*** Opening Supplied material ***

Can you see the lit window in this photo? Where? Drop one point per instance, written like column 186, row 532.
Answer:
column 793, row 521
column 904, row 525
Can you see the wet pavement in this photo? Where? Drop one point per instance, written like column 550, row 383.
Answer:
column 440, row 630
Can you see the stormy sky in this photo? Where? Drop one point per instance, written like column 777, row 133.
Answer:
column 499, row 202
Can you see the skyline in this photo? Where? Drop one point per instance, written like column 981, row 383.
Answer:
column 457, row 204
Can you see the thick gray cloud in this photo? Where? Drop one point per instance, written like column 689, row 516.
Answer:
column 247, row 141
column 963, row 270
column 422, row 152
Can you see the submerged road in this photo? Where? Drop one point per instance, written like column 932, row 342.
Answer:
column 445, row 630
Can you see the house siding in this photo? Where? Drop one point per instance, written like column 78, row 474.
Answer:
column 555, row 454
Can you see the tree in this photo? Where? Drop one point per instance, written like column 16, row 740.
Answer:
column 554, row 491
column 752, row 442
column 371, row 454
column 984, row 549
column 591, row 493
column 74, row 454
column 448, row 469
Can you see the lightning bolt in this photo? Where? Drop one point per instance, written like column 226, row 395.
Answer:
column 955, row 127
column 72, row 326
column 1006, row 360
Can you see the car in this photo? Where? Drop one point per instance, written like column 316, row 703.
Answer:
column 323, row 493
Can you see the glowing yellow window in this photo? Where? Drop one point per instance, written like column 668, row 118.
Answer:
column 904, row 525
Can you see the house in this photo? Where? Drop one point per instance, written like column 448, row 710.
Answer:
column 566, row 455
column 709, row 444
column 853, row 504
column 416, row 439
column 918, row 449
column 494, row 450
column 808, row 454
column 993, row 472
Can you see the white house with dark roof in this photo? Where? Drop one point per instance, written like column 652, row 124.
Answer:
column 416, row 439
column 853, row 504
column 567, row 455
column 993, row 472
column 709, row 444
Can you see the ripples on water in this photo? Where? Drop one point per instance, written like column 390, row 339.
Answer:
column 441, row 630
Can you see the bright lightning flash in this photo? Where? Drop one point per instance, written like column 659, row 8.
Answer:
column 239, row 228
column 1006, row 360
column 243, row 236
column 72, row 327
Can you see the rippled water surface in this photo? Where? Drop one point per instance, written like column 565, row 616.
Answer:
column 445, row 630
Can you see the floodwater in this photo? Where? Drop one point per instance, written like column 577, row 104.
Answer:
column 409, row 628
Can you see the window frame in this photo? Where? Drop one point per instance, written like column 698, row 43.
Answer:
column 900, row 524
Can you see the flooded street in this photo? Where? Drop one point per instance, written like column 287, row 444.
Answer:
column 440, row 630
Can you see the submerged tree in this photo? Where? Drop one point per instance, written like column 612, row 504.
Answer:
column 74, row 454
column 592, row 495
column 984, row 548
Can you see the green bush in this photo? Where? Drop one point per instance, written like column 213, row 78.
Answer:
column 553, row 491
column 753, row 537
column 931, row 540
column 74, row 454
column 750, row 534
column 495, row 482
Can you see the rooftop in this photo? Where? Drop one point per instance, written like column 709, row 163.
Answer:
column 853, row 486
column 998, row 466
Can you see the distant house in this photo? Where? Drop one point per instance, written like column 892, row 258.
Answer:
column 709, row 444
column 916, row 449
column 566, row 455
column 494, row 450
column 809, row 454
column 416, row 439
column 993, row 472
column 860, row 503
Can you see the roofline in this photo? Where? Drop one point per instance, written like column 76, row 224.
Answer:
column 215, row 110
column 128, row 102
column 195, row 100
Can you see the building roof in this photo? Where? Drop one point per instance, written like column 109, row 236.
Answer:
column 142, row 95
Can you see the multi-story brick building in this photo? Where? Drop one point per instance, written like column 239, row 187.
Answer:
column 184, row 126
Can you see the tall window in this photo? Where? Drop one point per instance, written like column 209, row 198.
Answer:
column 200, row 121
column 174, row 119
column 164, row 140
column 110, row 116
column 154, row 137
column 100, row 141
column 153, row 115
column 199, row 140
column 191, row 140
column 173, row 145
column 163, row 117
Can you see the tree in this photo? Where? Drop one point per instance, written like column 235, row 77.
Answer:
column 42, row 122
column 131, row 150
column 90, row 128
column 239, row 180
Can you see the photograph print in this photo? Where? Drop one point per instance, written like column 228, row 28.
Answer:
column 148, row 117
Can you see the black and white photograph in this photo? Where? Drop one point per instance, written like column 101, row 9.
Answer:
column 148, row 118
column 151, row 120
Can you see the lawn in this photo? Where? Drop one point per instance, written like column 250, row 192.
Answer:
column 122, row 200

*** Closing Supplied material ***

**Problem:**
Could you restate word for word the lines above, from the one that contains "Can you see the ripples" through the one that contains "Can you see the green", and no others?

**Response:**
Can you see the ripples on water in this photo? Where? Drop one point per instance, written like column 390, row 339.
Answer:
column 441, row 630
Can you see the bright lightning flash in this photo? Where? Drop one point per instance, written like column 659, row 8.
Answer:
column 239, row 228
column 1006, row 360
column 243, row 236
column 72, row 327
Can you see the rippled water surface in this photo? Where? Drop one point per instance, written like column 565, row 616.
Answer:
column 445, row 630
Can you see the floodwater in this photo? Where? Drop one point per instance, written like column 577, row 104.
Answer:
column 409, row 628
Can you see the window frame in this photo? Where? Drop one point per instance, written like column 698, row 43.
Answer:
column 900, row 524
Can you see the flooded street in this photo? Where? Drop one point per instance, written like column 287, row 444.
Answer:
column 440, row 630
Can you see the submerged tree in this photo? Where? Drop one point per instance, written like column 612, row 504.
Answer:
column 74, row 454
column 592, row 495
column 984, row 548
Can you see the green bush in this photo? Where? Drop one point per instance, written like column 213, row 78.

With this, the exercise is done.